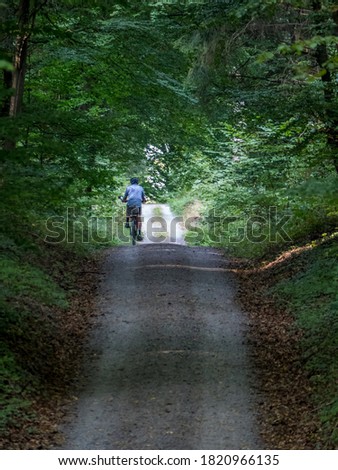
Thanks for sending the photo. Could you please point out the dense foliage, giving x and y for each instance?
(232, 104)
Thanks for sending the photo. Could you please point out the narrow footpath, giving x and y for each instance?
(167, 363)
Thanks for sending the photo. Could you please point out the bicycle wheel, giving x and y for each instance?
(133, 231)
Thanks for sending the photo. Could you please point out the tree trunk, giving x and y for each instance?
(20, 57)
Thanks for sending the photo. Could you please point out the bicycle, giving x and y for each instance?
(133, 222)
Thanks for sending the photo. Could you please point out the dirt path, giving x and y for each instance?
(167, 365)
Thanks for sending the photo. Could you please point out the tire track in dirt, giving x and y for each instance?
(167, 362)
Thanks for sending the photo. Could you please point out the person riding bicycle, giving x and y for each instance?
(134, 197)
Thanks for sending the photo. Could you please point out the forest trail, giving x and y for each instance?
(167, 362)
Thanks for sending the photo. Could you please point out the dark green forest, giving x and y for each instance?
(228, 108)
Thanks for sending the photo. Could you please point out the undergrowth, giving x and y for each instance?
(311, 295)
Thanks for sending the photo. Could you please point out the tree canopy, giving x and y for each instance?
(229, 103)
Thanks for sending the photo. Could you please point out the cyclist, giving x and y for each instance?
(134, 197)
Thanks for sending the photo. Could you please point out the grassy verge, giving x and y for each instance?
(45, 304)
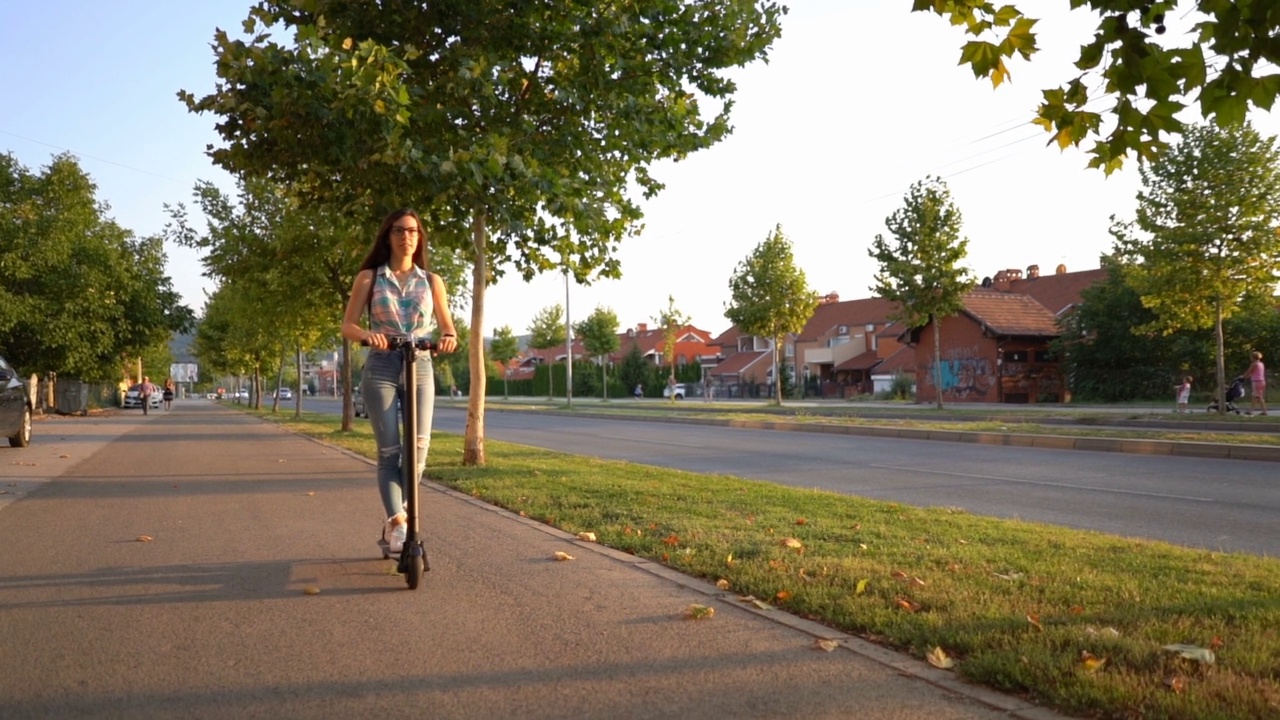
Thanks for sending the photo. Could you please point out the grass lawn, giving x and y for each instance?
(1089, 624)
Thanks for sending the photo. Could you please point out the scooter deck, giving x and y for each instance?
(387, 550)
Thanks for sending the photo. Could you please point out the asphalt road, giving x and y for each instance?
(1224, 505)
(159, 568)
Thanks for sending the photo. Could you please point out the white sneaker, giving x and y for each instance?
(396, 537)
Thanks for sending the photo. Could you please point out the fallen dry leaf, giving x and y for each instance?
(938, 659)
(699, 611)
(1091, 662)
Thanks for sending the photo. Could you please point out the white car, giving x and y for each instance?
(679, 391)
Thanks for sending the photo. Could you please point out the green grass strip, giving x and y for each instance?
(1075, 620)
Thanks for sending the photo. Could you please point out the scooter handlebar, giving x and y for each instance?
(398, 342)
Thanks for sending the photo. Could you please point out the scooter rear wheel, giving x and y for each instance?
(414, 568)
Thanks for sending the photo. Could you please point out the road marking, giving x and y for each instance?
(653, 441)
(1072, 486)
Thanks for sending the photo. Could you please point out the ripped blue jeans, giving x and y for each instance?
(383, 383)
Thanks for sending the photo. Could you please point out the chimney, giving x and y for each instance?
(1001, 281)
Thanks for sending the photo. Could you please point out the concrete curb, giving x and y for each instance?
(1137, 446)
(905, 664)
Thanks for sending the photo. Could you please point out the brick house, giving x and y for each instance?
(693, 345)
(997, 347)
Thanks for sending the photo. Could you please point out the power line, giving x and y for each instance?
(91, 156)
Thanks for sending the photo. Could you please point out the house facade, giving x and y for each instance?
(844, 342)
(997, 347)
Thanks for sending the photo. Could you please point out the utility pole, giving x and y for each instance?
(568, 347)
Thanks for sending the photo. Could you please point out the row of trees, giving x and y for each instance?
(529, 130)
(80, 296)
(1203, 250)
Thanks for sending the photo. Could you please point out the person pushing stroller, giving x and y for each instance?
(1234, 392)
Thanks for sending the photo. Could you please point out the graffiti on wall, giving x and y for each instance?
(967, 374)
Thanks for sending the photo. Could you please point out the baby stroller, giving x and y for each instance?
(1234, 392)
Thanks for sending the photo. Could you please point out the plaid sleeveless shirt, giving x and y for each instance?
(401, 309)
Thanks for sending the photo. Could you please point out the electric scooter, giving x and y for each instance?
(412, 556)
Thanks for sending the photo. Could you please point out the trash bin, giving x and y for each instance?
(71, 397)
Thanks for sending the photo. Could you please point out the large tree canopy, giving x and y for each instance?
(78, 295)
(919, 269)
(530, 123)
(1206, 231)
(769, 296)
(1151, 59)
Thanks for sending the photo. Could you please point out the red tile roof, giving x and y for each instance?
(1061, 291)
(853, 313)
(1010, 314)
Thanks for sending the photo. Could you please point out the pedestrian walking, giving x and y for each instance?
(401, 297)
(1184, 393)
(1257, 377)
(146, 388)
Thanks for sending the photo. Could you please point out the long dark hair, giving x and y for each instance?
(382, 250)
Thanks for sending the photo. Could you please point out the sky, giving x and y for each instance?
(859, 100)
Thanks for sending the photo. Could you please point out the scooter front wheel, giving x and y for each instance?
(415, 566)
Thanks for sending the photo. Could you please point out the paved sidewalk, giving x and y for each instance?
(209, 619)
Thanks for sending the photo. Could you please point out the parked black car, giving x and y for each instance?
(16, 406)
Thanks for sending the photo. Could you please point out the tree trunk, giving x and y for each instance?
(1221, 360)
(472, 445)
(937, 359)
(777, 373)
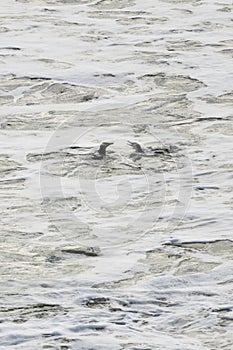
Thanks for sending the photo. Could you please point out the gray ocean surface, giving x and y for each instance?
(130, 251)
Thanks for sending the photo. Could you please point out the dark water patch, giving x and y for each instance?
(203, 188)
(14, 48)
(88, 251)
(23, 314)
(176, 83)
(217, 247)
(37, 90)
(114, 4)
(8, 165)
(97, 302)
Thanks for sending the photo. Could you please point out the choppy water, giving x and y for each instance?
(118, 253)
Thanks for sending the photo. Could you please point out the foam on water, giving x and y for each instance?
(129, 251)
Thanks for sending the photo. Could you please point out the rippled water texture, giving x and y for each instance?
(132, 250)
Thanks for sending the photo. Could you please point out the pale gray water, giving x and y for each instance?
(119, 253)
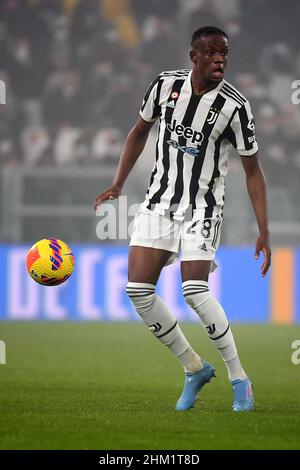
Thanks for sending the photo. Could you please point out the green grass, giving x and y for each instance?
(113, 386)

WORK TASK. From the first line to the last, copy the listing above exactly, dropping all images.

SOLUTION.
Thanks for sending the photo. Could you please point out the dense foliage, giving x and y for each instance?
(232, 104)
Thanks for sending the photo. Could you please point out the narrow footpath, giving x and y for each instance?
(167, 363)
Thanks for sending the photo. Could you please point out the bicycle wheel, giving x and y for each instance?
(133, 231)
Thanks for sending the photo. Could you please point out the tree trunk, giving x and y for each instance?
(20, 57)
Thanks for sending the photo. Could you please point out the bicycle, giving x and y for each instance?
(133, 222)
Thanks for sending the photo. Could you please point out the dirt path, giving x and y for each instance?
(167, 365)
Thanks for sending the photo. Could you please point out the tire track in dirt, giving x and y for each instance?
(167, 362)
Thanks for sending the photo. Could you please point out the person riding bicycle, giving x and y for each instance?
(134, 197)
Thanks for sending the photo. Could you please point out the forest trail, giving x and y for each instance?
(167, 362)
Thanks for sending the photo. Could you please point out the dark green forest, giving x and y for each instance?
(228, 108)
Thanks for sending the photo. Could you please point out the undergrowth, giving x and y for each instance?
(311, 295)
Thanks for sending the photo. Could you please point out the tree canopy, giving x and y for each instance?
(229, 103)
Thanks for sending the photo. Could you please point out the cyclist, giving x and y for each instance?
(134, 197)
Thanks for sending the photo. Could you please point out the grassy verge, giving x and y for each instance?
(45, 304)
Thanks for sending the photo. Could you please point out the grass lawn, giving x and y for each instance?
(1089, 624)
Thanks for sending the photo. Could you please point out the scooter deck, giving x and y for each instance?
(387, 550)
Thanks for sending the photo. Could you please point out the asphalt road, giving x and y for each instance?
(1224, 505)
(159, 568)
Thanks for sending the photo. Could you please point out the white sneaker, giving x and y for each instance?
(396, 537)
Thanks for sending the photo. Could you please point out the fallen dry leaf, giving x and y for each instance?
(938, 659)
(699, 611)
(1091, 662)
Thanks for sending the photo. Could you please point out the white car, giving x and y for each instance?
(679, 391)
Thanks for sending the photo. Could you please point out the green grass strip, giving x and y for each instance?
(1075, 620)
Thanks for sending the photo. Could you please point out the scooter handlebar, giving x and y for each instance?
(398, 342)
Thanks for sending the photo. Could you please point out the scooter rear wheel, giving x and y for each instance?
(414, 568)
Thanks for sending the photo. Could you please point out the road marking, giving x and y for each instance?
(653, 441)
(1072, 486)
Thanks for sending the photo. Could you please point out the ripped blue jeans, giving x and y for each instance?
(383, 383)
Thanks for sending the photo. Could you please point out the chimney, giving x and y for each instance?
(1001, 281)
Thanks for sending the photo. Could you please point out the concrete curb, giving x and y for each instance?
(1137, 446)
(905, 664)
Thanks for sending the photo. Could you please point out the brick house, giving x and y for each instance?
(693, 345)
(997, 347)
Thanks for sending the photo. Could you please point out the power line, giving x and y for each instance?
(91, 156)
Thanks for sending the photo. Could you please point out the house facade, giving x and y for each instance?
(844, 342)
(997, 347)
Thanks for sending the photo. Could you please point out the utility pole, giving x and y for each instance?
(568, 347)
Thanks for sending the photo. Could you please point out the row of trees, giving x and y for each instance?
(529, 130)
(80, 296)
(1203, 250)
Thanks for sending the photo. Could you please point out the person pushing stroller, giving x and y for each instance?
(1234, 392)
Thanks for sending the photo. Could you please point out the graffiti on wall, giving x and y for each instance?
(967, 374)
Thanks for sending the photo. Could you please point out the baby stroller, giving x and y for each instance?
(1234, 392)
Thanks for sending the photo. Could you please point out the plaid sleeveless shirt, giving x and y for each instance?
(401, 309)
Thanks for sending the photo. Could you please point out the electric scooter, giving x and y for each instance?
(412, 556)
Thanks for sending the photo. Could you please point out the trash bin, giving x and y for each instance?
(71, 397)
Thanks for sending the photo. Could you please point out the large tree canopy, giving x and y for each instance?
(78, 295)
(919, 269)
(530, 123)
(1206, 231)
(769, 296)
(1151, 59)
Thanks for sending the photo. Could you please point out the red tile roof, giving x and y for each instance?
(1061, 291)
(853, 313)
(1010, 314)
Thanks for sending the photo. Could you please point out the pedestrian walking, giving x and y for each instance?
(401, 297)
(1184, 393)
(1257, 377)
(146, 388)
Thanks for sending the photo. Could you please point out the long dark hair, giving x and y for each instance?
(382, 250)
Thanks for sending the photo. Could you please point out the sky, giving x and y for each instance?
(859, 100)
Thanks for sending the photo. Could you please point out the scooter front wheel, giving x and y for each instance?
(415, 566)
Thanks for sending the photo. Could you please point out the paved sidewalk, giving x and y for each instance?
(209, 619)
Thanks for sending the photo. Could you please point out the parked black car, giving x and y for each instance?
(16, 406)
Thanks for sending the photo. Could you please point out the tree trunk, giving x and y for each instance?
(1221, 360)
(472, 445)
(937, 359)
(777, 373)
Thanks for sending the photo. Could you please point out the gray ocean surface, giving x and y for each instance?
(130, 251)
Thanks for sending the photo. Could you please point out the dark water patch, giving x and y for each instance?
(203, 188)
(14, 48)
(88, 251)
(23, 314)
(176, 83)
(217, 247)
(37, 90)
(114, 4)
(8, 165)
(97, 302)
Thanks for sending the photo. Could you please point out the choppy water, giving x and y for each instance?
(118, 253)
Thanks for sending the photo. Could you please point out the foam on water, giving x and y for each instance?
(129, 251)
Thanks for sending the photo. Could you please point out the rippled water texture, giving x and y for each instance?
(132, 250)
Thanks for sending the photo. Could you please point out the pale gray water, giving x and y for each instance?
(119, 253)
Thanks for sending the photo. Could you please point out the green grass, giving x and y for each instance?
(113, 386)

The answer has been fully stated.